• Work to be completed:
Quote, word for word, the data below from the line with "Find the paved" to the line with "pixel 35 434", both lines included.
═════ Supplied data ═════
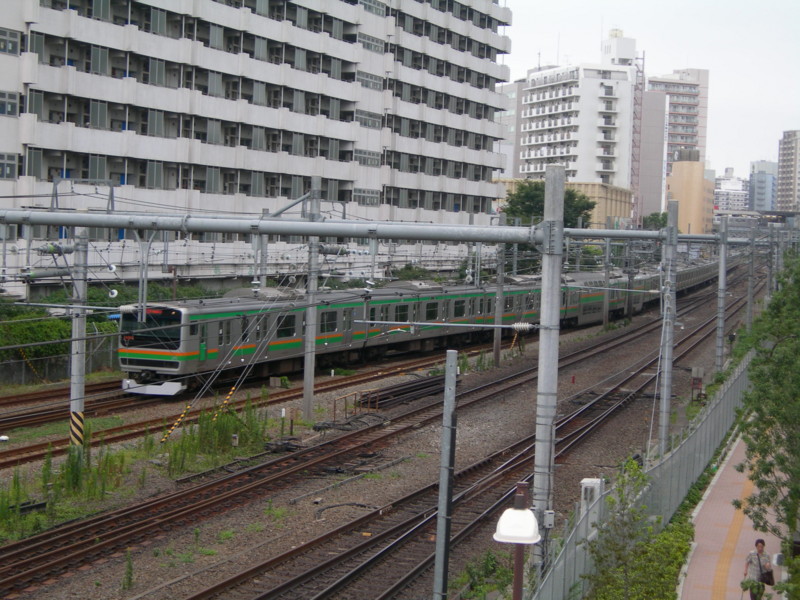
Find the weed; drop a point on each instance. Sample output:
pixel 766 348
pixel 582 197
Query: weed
pixel 226 535
pixel 276 514
pixel 127 578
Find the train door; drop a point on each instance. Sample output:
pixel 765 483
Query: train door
pixel 347 325
pixel 203 342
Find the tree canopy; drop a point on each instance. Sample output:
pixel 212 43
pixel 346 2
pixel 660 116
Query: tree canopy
pixel 655 221
pixel 527 204
pixel 771 415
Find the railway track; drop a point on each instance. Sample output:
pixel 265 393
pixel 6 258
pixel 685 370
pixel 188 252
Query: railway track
pixel 381 554
pixel 63 548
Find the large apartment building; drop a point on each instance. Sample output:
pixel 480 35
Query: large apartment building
pixel 231 106
pixel 763 185
pixel 581 116
pixel 788 188
pixel 687 110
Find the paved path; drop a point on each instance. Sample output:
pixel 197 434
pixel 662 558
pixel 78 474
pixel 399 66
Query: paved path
pixel 723 537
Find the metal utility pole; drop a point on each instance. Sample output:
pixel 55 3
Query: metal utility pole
pixel 719 355
pixel 630 273
pixel 498 300
pixel 447 462
pixel 750 276
pixel 547 385
pixel 77 378
pixel 607 281
pixel 311 297
pixel 145 240
pixel 670 247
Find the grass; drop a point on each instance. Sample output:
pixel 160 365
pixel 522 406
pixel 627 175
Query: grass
pixel 35 434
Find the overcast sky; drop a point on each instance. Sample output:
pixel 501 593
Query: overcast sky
pixel 751 49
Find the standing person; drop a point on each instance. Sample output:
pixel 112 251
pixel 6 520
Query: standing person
pixel 755 564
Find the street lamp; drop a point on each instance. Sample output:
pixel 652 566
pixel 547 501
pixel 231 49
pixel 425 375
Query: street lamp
pixel 518 526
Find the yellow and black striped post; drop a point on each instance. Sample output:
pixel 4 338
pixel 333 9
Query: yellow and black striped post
pixel 76 428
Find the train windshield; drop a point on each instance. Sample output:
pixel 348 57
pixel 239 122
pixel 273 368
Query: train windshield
pixel 161 329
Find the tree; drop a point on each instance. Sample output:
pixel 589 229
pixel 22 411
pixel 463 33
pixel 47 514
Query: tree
pixel 771 412
pixel 655 221
pixel 624 535
pixel 527 203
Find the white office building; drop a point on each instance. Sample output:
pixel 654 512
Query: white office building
pixel 221 107
pixel 582 116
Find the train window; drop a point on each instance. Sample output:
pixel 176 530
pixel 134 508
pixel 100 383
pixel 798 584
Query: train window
pixel 261 326
pixel 431 311
pixel 286 326
pixel 327 321
pixel 401 312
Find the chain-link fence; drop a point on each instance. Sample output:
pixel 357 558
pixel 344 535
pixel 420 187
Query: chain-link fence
pixel 670 480
pixel 100 356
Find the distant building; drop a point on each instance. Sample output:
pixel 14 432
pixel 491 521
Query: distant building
pixel 581 116
pixel 731 193
pixel 788 193
pixel 509 146
pixel 653 155
pixel 230 107
pixel 687 123
pixel 694 192
pixel 763 185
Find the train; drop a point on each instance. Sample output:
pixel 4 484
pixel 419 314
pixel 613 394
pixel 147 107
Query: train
pixel 180 345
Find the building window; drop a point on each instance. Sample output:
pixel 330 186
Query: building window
pixel 8 166
pixel 213 180
pixel 9 41
pixel 369 119
pixel 374 6
pixel 99 60
pixel 155 123
pixel 97 167
pixel 157 74
pixel 371 43
pixel 154 178
pixel 366 197
pixel 367 158
pixel 98 114
pixel 33 164
pixel 9 104
pixel 368 80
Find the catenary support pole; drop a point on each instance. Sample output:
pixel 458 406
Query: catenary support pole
pixel 77 375
pixel 719 354
pixel 668 334
pixel 447 462
pixel 499 304
pixel 547 384
pixel 145 240
pixel 750 277
pixel 607 280
pixel 309 365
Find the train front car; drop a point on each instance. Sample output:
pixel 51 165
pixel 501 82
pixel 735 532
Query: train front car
pixel 150 351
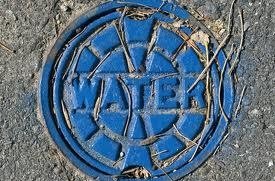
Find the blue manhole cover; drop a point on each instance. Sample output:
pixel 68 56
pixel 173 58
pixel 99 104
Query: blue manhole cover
pixel 113 92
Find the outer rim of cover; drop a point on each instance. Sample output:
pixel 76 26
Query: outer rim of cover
pixel 44 88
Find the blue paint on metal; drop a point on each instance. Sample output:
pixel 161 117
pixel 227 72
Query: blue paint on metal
pixel 110 99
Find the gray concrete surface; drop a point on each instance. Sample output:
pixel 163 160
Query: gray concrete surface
pixel 31 26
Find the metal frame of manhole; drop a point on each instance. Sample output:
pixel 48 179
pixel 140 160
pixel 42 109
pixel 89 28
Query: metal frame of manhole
pixel 121 47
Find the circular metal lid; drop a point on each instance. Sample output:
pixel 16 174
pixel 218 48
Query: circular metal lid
pixel 114 92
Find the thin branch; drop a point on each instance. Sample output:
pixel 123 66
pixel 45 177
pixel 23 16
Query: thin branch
pixel 66 115
pixel 127 90
pixel 184 137
pixel 3 46
pixel 221 82
pixel 170 178
pixel 237 58
pixel 98 101
pixel 221 45
pixel 240 102
pixel 121 35
pixel 97 67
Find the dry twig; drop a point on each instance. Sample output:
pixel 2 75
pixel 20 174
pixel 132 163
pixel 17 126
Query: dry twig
pixel 98 101
pixel 3 46
pixel 221 82
pixel 237 58
pixel 221 45
pixel 127 90
pixel 240 102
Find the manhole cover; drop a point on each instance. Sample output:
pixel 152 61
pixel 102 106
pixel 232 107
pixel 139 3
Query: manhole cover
pixel 113 92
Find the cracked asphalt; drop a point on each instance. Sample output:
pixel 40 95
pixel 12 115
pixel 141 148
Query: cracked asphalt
pixel 30 27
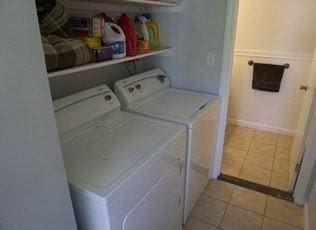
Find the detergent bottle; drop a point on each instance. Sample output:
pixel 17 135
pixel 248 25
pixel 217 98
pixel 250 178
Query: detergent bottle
pixel 153 31
pixel 114 36
pixel 128 28
pixel 143 44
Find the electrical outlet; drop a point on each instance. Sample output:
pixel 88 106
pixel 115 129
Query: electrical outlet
pixel 211 57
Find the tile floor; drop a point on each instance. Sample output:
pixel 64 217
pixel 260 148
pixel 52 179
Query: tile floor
pixel 229 207
pixel 257 156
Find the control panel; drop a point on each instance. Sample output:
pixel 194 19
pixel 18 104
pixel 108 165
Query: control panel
pixel 141 86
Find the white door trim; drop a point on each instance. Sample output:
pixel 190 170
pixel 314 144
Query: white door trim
pixel 226 74
pixel 308 162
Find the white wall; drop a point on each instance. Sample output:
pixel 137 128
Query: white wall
pixel 276 32
pixel 277 25
pixel 194 33
pixel 310 163
pixel 311 208
pixel 34 192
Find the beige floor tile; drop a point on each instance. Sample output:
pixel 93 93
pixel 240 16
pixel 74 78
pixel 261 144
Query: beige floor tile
pixel 239 219
pixel 285 141
pixel 264 149
pixel 282 153
pixel 270 224
pixel 255 174
pixel 242 130
pixel 248 199
pixel 281 166
pixel 231 167
pixel 209 210
pixel 194 224
pixel 265 137
pixel 280 181
pixel 254 159
pixel 238 143
pixel 284 211
pixel 219 190
pixel 234 154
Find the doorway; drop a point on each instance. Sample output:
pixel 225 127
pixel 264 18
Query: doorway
pixel 262 126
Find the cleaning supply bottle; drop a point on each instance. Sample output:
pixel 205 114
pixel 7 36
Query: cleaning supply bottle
pixel 153 30
pixel 128 27
pixel 143 44
pixel 114 36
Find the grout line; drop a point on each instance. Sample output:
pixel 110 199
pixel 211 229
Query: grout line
pixel 253 212
pixel 280 221
pixel 224 213
pixel 213 225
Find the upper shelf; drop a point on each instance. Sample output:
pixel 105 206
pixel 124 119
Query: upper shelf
pixel 123 6
pixel 140 2
pixel 106 63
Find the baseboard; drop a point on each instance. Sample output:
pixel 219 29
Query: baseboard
pixel 306 223
pixel 268 128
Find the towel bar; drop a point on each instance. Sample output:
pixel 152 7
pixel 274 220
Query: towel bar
pixel 286 66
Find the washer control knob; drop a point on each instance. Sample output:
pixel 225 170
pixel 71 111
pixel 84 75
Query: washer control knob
pixel 131 89
pixel 108 97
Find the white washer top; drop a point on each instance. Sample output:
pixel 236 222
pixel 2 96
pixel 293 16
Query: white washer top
pixel 101 157
pixel 153 96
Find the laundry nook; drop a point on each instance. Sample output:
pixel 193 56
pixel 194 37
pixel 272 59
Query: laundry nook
pixel 158 115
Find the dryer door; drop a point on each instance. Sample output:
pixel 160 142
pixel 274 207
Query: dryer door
pixel 160 208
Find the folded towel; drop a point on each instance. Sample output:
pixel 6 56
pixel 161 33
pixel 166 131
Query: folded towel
pixel 267 77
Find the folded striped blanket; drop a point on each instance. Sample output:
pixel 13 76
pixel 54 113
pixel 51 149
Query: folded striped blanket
pixel 61 53
pixel 56 22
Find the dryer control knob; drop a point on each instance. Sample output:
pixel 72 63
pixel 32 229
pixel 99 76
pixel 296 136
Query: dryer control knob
pixel 108 97
pixel 131 89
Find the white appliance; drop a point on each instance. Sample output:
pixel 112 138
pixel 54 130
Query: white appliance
pixel 124 170
pixel 150 94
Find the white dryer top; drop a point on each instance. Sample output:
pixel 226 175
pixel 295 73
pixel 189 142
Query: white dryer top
pixel 100 156
pixel 156 98
pixel 103 157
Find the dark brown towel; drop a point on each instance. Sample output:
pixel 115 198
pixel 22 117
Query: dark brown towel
pixel 267 77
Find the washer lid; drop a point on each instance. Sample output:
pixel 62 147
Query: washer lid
pixel 84 108
pixel 103 157
pixel 176 105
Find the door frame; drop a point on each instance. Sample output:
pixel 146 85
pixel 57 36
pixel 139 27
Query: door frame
pixel 226 75
pixel 224 92
pixel 308 159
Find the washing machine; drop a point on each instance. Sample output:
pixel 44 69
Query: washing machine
pixel 151 94
pixel 124 170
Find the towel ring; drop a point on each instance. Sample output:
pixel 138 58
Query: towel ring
pixel 286 65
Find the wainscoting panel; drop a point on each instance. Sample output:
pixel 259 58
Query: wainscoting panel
pixel 276 112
═════
• Complete output:
Find the paved path; drop a point on each instance. Sample output:
pixel 197 434
pixel 662 558
pixel 78 474
pixel 399 66
Query: paved path
pixel 723 537
Find the metal utility pole; drop a point on each instance. Sample output:
pixel 55 3
Query: metal utility pole
pixel 719 355
pixel 630 273
pixel 498 300
pixel 447 462
pixel 750 276
pixel 547 385
pixel 77 378
pixel 607 281
pixel 311 297
pixel 145 240
pixel 670 247
Find the grass; drop a point on each instance. Sample output:
pixel 160 365
pixel 522 406
pixel 627 175
Query: grass
pixel 35 434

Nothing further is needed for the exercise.